Exercise description :: Look below for the line containing "Target: lime green leaf"; from there, print each line exactly up to and including the line containing "Drop a marker on every instance of the dark green", and stop.

Extracted entries ::
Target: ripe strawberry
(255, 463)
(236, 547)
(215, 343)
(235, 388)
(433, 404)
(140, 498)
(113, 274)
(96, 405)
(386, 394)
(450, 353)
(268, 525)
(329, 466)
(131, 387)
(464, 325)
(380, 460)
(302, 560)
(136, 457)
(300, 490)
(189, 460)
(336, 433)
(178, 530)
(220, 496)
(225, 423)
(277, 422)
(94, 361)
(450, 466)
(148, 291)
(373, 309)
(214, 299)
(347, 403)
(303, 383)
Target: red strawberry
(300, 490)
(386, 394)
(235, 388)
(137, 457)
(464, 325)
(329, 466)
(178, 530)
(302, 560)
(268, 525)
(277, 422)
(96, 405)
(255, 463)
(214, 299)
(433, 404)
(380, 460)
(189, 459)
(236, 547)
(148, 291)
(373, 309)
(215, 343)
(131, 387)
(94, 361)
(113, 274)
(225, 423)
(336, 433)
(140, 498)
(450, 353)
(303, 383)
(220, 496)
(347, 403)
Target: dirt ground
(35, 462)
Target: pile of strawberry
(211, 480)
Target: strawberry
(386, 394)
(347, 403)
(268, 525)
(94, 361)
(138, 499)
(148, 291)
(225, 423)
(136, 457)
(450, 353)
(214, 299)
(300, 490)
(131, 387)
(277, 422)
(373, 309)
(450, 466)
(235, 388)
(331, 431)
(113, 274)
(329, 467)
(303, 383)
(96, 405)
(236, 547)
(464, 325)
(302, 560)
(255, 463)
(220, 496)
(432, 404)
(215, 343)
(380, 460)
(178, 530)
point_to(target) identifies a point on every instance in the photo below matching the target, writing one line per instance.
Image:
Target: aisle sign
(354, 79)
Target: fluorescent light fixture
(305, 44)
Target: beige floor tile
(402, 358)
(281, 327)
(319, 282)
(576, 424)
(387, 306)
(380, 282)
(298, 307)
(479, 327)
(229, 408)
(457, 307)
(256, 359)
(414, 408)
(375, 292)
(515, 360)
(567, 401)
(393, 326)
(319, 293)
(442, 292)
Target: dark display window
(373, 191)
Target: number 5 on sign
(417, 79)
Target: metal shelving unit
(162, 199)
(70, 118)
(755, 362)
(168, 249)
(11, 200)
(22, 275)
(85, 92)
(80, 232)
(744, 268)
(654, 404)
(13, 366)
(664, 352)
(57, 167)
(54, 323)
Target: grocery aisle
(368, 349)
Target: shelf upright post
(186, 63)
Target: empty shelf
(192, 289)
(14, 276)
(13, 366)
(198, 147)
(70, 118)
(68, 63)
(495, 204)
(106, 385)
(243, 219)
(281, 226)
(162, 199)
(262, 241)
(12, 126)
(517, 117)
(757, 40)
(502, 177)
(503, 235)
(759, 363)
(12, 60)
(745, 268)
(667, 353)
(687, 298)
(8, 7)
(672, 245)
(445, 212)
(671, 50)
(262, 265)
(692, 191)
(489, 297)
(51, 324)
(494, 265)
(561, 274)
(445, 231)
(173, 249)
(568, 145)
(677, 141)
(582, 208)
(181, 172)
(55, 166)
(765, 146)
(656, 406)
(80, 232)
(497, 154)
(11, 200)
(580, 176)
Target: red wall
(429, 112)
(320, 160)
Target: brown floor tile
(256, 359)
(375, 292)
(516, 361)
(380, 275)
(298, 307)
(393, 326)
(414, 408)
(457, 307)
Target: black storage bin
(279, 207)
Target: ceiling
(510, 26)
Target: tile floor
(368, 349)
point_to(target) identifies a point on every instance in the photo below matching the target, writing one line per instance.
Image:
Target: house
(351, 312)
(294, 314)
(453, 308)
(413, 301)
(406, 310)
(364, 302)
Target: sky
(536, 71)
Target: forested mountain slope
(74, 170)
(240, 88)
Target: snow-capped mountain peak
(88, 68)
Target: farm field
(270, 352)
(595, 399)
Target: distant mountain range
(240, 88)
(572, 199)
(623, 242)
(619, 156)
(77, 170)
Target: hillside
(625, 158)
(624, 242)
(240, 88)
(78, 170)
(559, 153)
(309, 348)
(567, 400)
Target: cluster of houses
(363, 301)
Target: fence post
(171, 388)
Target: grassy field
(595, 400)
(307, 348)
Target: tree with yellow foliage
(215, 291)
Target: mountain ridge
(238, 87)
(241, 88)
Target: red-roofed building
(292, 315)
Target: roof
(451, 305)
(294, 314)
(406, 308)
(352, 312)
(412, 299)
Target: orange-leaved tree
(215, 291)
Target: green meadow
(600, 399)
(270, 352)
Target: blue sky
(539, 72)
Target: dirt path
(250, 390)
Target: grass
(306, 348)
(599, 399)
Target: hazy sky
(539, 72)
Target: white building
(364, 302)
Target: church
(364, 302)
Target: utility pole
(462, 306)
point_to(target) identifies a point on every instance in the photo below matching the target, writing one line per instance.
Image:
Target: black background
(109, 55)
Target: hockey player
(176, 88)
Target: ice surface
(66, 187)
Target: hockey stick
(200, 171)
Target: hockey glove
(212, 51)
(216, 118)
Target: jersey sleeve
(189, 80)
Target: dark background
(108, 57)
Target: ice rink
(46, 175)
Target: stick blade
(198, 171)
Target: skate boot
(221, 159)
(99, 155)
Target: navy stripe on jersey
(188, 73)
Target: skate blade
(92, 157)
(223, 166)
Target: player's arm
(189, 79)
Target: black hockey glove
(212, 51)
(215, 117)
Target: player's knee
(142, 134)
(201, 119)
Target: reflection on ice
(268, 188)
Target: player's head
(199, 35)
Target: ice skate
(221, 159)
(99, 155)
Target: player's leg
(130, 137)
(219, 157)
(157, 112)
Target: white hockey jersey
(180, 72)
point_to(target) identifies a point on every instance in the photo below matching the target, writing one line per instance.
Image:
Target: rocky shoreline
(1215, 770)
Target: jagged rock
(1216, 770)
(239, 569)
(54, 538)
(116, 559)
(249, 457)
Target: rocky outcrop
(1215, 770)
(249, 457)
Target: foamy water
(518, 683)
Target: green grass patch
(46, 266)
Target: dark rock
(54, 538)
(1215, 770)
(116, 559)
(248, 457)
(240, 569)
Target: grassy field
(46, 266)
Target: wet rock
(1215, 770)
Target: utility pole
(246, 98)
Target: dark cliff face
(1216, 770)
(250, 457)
--
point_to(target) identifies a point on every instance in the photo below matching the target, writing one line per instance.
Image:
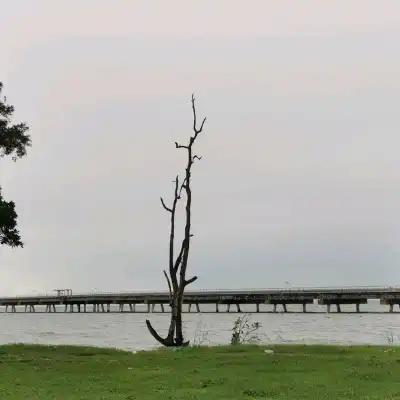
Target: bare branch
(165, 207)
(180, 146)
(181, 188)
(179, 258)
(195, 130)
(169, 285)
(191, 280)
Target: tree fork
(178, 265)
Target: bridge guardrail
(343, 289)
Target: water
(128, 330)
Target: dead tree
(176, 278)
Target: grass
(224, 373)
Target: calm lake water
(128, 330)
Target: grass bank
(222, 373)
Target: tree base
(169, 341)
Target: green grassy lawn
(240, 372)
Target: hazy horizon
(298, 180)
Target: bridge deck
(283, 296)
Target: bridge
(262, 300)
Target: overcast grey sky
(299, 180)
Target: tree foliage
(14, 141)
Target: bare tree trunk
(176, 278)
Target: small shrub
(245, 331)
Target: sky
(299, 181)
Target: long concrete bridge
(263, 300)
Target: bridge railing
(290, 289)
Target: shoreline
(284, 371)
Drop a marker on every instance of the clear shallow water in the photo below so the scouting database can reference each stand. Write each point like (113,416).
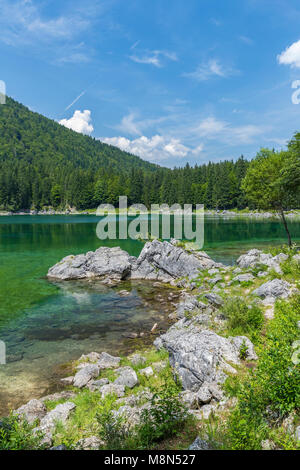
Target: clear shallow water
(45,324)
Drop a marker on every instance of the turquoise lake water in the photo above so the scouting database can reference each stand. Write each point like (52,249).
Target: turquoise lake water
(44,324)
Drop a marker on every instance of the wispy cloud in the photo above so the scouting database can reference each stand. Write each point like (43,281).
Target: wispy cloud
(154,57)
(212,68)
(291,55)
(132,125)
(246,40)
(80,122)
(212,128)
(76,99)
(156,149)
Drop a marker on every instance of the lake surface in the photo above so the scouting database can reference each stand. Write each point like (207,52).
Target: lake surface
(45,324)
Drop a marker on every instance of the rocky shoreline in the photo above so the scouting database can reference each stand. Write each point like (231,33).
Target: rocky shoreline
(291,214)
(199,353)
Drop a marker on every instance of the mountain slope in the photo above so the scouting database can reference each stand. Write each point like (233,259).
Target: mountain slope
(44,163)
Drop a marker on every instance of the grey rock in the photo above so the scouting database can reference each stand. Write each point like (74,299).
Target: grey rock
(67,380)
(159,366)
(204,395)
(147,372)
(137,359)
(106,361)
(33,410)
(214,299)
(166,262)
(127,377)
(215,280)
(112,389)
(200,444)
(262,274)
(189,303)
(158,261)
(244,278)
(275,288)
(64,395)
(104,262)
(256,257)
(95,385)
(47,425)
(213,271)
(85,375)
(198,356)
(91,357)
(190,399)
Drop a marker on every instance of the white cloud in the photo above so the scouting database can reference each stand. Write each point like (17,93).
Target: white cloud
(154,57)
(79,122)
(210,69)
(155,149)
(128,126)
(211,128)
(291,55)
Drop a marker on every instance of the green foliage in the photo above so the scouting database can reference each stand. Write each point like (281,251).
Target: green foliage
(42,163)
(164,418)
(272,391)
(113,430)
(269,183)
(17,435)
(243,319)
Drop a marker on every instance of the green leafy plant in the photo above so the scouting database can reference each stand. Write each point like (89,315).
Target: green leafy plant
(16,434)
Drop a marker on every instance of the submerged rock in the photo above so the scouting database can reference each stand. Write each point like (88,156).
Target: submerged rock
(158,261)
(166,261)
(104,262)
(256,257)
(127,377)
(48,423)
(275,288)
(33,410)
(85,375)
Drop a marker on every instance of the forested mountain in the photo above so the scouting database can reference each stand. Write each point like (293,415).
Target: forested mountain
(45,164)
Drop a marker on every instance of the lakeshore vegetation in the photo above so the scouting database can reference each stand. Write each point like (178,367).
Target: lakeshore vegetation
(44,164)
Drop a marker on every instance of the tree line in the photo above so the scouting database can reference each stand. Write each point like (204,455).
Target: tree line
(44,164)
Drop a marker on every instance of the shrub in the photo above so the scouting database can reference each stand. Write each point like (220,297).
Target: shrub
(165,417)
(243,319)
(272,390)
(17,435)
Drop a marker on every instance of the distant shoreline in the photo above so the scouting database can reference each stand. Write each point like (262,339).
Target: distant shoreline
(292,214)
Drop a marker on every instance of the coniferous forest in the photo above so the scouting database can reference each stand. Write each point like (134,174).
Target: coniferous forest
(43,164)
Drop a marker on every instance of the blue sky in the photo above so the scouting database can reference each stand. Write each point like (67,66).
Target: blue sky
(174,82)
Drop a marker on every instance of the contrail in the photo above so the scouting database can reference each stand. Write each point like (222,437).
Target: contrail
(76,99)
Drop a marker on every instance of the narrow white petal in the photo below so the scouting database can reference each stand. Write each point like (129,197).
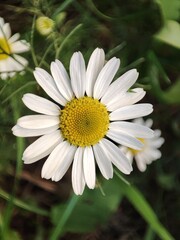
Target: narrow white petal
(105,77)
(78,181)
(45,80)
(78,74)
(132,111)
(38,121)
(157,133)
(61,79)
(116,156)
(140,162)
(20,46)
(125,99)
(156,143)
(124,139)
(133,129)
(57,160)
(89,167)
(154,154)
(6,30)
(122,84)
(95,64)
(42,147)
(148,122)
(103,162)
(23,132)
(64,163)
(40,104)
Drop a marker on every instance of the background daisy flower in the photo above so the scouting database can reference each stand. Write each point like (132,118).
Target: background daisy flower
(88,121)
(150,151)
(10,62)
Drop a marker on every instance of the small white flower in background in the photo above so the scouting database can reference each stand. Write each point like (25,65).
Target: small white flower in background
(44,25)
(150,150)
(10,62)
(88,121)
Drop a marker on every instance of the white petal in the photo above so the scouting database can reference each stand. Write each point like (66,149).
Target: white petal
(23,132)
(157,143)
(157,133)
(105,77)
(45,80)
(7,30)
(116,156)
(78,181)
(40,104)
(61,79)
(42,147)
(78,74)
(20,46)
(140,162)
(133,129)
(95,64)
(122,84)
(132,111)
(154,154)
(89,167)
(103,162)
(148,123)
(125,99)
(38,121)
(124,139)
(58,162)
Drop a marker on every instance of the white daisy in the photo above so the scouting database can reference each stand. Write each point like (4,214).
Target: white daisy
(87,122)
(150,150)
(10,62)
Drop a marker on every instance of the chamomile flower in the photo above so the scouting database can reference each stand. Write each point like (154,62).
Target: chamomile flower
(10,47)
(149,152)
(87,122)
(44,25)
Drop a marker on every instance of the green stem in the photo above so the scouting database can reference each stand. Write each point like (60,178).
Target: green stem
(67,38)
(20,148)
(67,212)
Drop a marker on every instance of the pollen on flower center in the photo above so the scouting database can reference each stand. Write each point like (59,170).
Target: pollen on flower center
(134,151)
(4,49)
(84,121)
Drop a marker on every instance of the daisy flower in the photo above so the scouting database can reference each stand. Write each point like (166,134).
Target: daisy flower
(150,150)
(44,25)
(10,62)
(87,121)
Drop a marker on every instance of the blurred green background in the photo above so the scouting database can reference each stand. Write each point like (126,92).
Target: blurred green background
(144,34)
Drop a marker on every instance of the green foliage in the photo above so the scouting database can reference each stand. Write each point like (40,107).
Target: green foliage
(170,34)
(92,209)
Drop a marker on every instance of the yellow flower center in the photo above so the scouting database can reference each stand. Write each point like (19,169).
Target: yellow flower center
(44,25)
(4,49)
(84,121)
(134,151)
---
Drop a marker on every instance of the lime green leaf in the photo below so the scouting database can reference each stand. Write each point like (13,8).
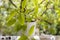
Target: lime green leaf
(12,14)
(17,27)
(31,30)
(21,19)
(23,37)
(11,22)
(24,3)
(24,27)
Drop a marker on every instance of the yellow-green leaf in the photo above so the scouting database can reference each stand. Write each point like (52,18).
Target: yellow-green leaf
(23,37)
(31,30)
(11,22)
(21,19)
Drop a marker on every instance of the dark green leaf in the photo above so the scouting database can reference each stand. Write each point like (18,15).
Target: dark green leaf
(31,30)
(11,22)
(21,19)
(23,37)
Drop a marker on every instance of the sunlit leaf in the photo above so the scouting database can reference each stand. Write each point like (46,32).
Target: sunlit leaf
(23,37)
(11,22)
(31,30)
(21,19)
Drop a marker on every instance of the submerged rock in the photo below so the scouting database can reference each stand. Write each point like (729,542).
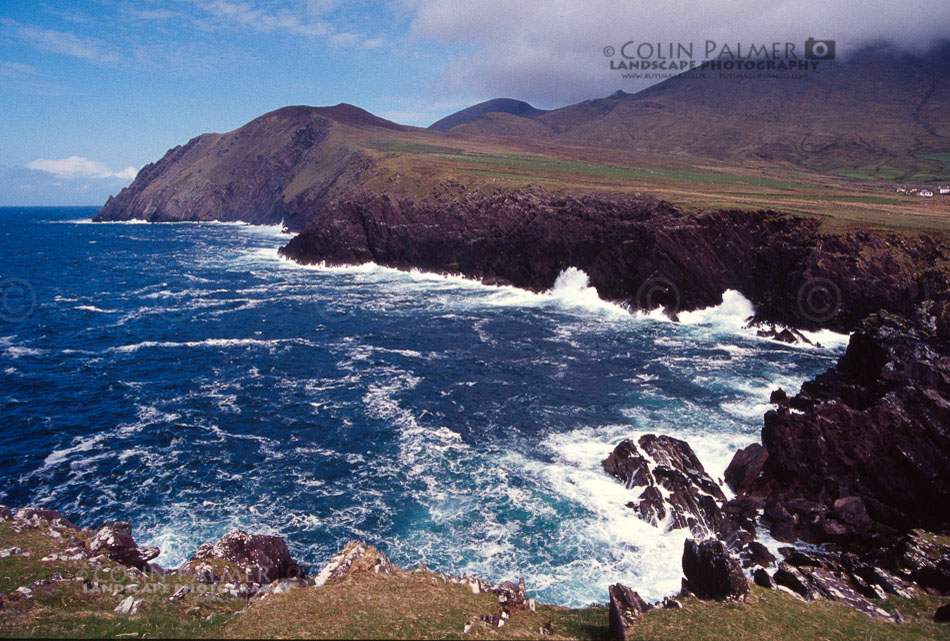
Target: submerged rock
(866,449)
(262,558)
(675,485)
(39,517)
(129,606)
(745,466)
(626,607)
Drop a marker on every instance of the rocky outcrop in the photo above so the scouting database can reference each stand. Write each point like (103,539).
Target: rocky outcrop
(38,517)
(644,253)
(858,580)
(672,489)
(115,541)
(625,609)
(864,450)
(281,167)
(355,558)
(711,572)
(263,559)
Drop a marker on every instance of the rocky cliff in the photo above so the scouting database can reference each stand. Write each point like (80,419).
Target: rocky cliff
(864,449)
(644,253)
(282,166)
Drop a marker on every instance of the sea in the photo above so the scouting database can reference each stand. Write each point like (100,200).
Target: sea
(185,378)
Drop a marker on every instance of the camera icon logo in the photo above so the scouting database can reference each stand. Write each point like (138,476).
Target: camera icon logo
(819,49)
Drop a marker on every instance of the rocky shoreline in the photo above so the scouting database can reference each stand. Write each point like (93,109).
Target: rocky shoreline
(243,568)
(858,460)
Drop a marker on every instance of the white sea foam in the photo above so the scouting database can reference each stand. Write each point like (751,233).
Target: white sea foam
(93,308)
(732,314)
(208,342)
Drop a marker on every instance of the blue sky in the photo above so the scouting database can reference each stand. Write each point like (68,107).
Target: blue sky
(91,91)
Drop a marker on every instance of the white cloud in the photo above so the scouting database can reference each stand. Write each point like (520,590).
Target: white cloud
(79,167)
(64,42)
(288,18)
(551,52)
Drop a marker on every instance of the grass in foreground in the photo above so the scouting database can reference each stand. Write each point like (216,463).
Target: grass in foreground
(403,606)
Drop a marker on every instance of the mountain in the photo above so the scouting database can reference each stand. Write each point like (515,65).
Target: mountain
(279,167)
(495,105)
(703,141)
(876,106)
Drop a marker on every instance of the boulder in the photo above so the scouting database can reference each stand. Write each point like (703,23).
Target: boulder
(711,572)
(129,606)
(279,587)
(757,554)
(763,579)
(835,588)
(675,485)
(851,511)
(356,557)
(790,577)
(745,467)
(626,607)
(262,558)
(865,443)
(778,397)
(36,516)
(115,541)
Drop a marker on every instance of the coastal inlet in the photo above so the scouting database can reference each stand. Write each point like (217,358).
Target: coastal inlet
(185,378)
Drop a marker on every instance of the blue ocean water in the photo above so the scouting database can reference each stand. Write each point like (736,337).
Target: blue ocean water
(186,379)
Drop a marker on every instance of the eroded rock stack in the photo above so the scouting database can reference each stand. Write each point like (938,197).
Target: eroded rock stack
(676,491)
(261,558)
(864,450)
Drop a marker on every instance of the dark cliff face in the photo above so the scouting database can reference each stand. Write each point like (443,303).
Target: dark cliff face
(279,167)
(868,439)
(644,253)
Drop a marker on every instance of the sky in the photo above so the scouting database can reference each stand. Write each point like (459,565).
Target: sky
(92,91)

The answer ::
Target: lime green leaf
(12,14)
(17,27)
(31,30)
(21,19)
(23,37)
(11,22)
(24,3)
(24,27)
Drop a marker on every instance of the yellow-green leaf in the photo above so the scouting database can reference each stand. Write each point like (52,18).
Target: yellow-green leaf
(23,37)
(31,30)
(11,22)
(21,19)
Drop a marker on every instance of the dark green leaf in the photo above so the scouting database can reference each stand. Write each point like (18,15).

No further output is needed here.